The scraps of paper they were written on are stored in The Cabinet Of Folksongs in the National Library of Latvia (www.lnb.lv), an iconic structure which was designed by renowned Latvian-American architect Gunnar Birkerts to look like a glass mountain castle.

 

CULTURE IN THE CITY

 

Today, you can get glimpses of Latvian connection to nature and song in the city and certainly at the Latvian Song and Dance Celebration (dziesmusvetki.lv/en), where hundreds of amateur choirs and folk dance groups - about 30,000 people - from around the country perform for an audience of tens of thousands in Riga.

 

The festival, which takes place for a week every five years, is celebrating its 145th anniversary this year and is one of the many events being held in honour of Latvia's 100th birthday (www.latvia.eu/latvia100).

 

There is a five-year celebration of the anniversary of the proclamation of the Republic of Latvia, which took place on Nov 18, 1918.

 

You can find Latvian tradition in the food and produce in Riga Central Market (www.rct.lv/en), a daily market housed in five pavilions with hundreds of stalls selling fresh and cured meats, spices, seasonal flowers, farm fresh vegetables and wild mushrooms.

 

There are also forest fruit - rowan berries, blueberries, red currants and field strawberries, no bigger than the tip of my pinky, that are little exquisite bursts of flavour.

 

In the dairy pavilion, visitors can sample fresh whey, cream and mid-summer cheese - a pale-yellow curd dotted with caraway seeds that is considered one of the oldest types of cheese in Europe.

+--

Copy the passage on Latvian culture between "Today, you can" and "100th birthday (www.latvia.eu/latvia100).", inclusive, renaming "choirs" as "ensembles" throughout.

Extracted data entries
+--

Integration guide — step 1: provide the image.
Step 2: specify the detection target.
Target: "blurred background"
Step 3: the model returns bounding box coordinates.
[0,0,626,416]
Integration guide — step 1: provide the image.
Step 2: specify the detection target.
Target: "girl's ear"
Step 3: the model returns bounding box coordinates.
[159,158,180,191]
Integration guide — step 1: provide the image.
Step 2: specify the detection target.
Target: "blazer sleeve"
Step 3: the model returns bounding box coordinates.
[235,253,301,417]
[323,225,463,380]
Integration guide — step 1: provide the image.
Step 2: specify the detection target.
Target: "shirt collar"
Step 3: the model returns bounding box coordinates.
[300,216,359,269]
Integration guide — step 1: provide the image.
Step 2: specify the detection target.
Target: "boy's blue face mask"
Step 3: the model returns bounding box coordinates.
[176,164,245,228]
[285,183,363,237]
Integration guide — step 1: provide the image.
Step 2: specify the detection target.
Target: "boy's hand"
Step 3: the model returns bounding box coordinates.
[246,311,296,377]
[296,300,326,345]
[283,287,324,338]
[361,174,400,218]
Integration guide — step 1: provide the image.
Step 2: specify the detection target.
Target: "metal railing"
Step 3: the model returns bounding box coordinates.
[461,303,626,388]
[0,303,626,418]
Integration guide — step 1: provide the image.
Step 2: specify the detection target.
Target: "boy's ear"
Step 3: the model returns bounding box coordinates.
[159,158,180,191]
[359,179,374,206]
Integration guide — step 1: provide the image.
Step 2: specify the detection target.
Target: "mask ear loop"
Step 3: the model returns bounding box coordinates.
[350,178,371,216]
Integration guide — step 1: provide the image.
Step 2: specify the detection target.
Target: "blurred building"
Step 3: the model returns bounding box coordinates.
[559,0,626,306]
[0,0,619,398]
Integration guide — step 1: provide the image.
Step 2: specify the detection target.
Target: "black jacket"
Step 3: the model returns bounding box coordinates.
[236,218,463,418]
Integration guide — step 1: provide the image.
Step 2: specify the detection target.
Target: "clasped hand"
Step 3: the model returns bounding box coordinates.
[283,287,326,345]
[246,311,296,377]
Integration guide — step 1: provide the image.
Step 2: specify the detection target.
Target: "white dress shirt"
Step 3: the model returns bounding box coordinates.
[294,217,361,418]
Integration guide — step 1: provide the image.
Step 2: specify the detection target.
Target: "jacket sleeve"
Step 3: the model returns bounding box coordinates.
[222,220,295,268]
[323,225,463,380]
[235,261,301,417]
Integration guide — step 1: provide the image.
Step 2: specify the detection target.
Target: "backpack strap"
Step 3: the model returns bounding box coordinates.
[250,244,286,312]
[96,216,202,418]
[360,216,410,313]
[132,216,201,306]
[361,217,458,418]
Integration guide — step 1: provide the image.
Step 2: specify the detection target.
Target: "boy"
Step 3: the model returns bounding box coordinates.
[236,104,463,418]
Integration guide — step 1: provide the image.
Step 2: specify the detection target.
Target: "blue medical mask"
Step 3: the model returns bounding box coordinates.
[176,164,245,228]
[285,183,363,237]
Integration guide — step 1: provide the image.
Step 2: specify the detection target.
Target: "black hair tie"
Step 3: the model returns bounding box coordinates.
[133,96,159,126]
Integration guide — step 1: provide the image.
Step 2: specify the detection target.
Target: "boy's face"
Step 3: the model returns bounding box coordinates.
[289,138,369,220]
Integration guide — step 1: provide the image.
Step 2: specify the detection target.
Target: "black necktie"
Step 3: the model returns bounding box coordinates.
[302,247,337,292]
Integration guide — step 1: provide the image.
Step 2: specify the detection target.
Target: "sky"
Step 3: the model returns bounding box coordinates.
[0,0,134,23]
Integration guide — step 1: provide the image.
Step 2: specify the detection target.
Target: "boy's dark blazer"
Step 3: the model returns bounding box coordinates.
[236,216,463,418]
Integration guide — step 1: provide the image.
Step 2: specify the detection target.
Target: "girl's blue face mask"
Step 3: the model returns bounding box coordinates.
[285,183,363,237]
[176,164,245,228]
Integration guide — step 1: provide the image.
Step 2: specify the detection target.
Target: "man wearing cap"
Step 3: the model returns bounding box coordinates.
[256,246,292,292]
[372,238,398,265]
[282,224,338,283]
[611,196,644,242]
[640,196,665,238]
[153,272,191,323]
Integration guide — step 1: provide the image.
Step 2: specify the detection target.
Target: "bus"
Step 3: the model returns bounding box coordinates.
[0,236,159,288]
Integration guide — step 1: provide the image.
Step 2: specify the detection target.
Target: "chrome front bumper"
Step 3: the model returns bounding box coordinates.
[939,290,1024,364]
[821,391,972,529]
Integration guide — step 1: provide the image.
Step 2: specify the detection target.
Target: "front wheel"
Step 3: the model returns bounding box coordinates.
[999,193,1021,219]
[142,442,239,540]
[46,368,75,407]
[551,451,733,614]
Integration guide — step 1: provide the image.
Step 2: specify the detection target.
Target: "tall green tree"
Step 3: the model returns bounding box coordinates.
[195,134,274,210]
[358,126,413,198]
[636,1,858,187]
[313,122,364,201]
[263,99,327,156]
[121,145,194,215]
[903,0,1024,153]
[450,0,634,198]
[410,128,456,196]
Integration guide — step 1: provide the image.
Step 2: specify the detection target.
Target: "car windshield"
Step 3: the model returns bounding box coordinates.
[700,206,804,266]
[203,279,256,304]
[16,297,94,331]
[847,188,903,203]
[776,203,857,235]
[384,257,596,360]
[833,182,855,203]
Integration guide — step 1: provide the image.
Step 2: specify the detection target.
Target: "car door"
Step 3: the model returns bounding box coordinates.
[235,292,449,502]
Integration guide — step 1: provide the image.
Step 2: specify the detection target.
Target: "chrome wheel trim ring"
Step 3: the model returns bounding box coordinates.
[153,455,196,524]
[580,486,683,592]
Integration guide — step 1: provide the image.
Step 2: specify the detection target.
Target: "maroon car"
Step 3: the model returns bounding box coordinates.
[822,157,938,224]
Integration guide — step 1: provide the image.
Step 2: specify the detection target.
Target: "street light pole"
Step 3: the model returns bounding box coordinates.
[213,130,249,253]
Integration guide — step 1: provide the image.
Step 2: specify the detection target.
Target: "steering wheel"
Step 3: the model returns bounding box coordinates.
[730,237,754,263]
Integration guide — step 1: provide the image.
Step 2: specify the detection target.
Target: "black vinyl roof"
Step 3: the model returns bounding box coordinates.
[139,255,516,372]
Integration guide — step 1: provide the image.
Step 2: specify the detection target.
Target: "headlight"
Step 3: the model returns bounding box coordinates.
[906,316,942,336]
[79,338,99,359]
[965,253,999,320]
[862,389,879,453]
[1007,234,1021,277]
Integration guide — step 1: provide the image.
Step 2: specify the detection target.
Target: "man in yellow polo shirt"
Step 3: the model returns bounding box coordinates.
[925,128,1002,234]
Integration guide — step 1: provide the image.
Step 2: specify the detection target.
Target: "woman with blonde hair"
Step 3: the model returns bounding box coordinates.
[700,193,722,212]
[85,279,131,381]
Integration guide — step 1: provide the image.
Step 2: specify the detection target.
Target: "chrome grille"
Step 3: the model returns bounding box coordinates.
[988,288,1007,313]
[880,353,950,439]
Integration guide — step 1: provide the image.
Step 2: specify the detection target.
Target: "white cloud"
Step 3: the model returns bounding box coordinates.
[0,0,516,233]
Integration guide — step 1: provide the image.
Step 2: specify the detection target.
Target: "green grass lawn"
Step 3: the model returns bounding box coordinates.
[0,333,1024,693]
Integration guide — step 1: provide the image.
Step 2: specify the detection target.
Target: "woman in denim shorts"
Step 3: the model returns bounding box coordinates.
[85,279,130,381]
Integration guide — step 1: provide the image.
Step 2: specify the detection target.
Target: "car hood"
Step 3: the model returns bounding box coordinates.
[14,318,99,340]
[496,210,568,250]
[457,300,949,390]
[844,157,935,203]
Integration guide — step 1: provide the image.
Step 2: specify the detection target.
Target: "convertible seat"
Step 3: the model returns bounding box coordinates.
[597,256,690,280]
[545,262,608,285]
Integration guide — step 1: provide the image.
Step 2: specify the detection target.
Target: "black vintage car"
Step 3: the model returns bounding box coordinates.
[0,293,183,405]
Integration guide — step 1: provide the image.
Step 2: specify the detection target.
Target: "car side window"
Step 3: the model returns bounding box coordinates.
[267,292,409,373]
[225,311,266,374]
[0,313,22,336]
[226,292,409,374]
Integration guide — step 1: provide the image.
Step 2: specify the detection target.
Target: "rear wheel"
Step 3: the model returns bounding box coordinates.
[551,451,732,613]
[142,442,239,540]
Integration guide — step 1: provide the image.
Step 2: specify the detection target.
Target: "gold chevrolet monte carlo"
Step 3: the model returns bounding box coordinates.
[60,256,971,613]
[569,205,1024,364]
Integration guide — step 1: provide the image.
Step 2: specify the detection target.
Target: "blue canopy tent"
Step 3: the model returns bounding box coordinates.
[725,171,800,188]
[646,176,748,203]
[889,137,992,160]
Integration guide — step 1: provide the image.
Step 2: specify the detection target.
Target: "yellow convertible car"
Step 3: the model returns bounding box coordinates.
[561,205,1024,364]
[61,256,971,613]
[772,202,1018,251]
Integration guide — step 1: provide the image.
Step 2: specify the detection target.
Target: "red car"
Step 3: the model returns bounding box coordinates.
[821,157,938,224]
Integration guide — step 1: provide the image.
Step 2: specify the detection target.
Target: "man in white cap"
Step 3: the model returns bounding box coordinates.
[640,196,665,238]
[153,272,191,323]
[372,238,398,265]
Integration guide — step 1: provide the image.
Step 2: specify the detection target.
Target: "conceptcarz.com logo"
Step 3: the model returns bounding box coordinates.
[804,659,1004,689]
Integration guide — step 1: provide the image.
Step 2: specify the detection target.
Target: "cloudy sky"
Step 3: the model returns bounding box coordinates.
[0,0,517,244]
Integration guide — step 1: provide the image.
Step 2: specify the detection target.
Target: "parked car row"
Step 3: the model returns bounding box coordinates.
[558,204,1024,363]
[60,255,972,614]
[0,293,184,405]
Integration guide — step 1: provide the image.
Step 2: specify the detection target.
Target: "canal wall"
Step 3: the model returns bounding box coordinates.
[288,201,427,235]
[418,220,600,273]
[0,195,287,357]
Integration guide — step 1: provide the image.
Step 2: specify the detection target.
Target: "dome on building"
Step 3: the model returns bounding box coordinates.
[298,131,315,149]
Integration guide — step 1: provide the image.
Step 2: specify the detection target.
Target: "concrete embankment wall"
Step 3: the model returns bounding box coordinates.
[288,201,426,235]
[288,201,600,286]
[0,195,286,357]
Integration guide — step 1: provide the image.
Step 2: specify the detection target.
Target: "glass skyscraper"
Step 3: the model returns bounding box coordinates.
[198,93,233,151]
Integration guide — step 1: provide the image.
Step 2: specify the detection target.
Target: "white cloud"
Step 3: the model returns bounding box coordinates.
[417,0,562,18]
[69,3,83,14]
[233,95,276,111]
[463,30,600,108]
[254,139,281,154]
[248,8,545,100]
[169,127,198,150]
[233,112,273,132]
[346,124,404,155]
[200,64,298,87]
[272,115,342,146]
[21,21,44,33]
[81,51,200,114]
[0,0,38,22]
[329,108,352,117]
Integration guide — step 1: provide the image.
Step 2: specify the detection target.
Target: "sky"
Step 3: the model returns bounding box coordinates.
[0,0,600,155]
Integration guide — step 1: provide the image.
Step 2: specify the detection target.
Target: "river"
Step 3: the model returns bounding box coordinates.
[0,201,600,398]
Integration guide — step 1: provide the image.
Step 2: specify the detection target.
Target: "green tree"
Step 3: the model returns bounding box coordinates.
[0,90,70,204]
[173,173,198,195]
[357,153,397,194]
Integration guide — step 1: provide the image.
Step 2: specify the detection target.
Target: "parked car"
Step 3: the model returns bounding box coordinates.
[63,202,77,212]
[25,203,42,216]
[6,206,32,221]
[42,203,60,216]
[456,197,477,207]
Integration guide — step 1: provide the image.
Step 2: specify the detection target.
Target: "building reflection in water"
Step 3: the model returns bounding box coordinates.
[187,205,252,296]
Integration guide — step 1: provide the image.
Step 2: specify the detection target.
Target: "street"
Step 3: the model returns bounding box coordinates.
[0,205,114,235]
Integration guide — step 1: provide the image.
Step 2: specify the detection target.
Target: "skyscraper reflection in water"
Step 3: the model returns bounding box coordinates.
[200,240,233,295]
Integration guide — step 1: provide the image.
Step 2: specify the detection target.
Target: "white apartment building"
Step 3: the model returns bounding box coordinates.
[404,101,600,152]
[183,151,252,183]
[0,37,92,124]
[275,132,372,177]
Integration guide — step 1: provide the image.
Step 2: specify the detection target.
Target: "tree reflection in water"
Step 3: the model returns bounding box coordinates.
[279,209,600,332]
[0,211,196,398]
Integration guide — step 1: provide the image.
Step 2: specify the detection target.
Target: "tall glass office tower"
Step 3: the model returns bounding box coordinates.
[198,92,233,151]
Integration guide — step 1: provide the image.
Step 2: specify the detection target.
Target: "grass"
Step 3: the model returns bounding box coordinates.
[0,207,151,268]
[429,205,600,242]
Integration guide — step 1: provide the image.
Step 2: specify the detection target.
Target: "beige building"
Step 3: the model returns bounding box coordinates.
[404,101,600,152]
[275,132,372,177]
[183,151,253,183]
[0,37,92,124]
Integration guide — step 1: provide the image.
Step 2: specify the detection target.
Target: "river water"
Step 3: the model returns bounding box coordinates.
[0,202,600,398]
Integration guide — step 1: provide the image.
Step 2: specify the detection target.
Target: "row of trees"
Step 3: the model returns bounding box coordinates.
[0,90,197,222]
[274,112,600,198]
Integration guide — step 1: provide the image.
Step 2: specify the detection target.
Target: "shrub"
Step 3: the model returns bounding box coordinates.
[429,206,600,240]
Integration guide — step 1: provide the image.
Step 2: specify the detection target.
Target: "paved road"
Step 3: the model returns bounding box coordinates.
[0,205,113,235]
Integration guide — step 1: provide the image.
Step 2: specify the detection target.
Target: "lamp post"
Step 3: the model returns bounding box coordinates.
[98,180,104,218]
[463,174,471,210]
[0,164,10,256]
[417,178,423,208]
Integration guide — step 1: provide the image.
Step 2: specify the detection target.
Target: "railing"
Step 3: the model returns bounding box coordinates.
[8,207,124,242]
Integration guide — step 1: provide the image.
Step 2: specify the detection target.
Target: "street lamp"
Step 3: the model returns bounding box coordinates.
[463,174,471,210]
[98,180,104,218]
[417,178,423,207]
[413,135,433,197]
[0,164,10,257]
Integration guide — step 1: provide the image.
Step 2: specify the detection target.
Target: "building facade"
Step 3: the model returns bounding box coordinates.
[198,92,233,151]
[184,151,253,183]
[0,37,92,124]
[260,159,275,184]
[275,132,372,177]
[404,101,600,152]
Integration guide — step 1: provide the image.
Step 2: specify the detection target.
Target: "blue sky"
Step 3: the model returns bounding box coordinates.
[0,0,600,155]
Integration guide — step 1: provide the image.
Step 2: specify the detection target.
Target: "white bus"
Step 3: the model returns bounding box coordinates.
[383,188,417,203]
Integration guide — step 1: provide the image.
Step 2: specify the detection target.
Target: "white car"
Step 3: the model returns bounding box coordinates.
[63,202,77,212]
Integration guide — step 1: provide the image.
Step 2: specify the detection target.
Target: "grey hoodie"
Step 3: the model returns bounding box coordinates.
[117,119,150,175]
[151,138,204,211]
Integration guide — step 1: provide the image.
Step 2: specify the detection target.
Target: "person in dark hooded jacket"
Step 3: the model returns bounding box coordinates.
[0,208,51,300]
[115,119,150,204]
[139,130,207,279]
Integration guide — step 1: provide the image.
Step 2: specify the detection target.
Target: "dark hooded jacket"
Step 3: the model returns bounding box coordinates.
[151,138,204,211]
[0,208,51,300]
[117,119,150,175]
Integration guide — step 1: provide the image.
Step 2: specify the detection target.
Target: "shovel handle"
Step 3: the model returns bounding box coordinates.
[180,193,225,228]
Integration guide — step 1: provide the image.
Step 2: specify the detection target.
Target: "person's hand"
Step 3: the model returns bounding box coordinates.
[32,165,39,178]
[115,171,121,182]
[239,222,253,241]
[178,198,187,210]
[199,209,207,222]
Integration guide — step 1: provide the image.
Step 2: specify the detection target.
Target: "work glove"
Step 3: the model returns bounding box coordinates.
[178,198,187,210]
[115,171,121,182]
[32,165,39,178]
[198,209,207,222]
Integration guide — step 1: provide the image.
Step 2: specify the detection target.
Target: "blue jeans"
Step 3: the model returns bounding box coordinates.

+--

● Result of this task:
Today, you can get glimpses of Latvian connection to nature and song in the city and certainly at the Latvian Song and Dance Celebration (dziesmusvetki.lv/en), where hundreds of amateur ensembles and folk dance groups - about 30,000 people - from around the country perform for an audience of tens of thousands in Riga.

 

The festival, which takes place for a week every five years, is celebrating its 145th anniversary this year and is one of the many events being held in honour of Latvia's 100th birthday (www.latvia.eu/latvia100).